» **PAGE TEXT**:
BEGIN
Anne Garella, regional representative for Handicap International's emergency response mission in the Middle East, took time recently to explain how a drop in international funding is having devastating consequences for Syrian refugees. She also outlines Handicap International's regional priorities for 2015.
What is the situation in the Middle East after nearly four years of conflict in Syria?
Since the summer there has been an increase in armed offensives in Syria, the fighting is increasingly violent and the indiscriminate bombing raids on densely populated areas have intensified. Millions of Syrians have fallen victim to this violence: there are nearly 50 deaths every day and thousands of civilians have been forced to flee to find safety.
Lebanon and Jordan consider that they have now reached the limit in terms of their capacities to take in Syrian refugees and have closed their borders with Syria in order to limit the number of new arrivals, although no official announcement has been made. Turkey and Iraqi Kurdistan are now the only countries in the region to which Syrians can turn. The figures speak for themselves: in 2012, the UNHCR registered 120,000 refugees in Turkey, but today the number stands at 1.6 million. Although this 'new' host country may appear to guarantee Syrians free access to education and health care, in practice the refugees still face some restrictions.
END
Render this sentence from the interview on Syrian refugees in Spanish: "Turkey and Iraqi Kurdistan are now the only countries in the region to which Syrians can turn."

» **PROVIDED MATERIAL**:
BEGIN
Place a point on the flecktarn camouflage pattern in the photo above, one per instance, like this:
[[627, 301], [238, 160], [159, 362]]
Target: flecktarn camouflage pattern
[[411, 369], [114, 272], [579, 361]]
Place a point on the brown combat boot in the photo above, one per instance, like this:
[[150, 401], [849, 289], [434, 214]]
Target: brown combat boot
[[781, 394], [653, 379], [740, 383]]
END
» **ANSWER FOR THIS EXERCISE**: Turquía y el Kurdistán iraquí son ahora los únicos países de la región a los que pueden acudir los sirios.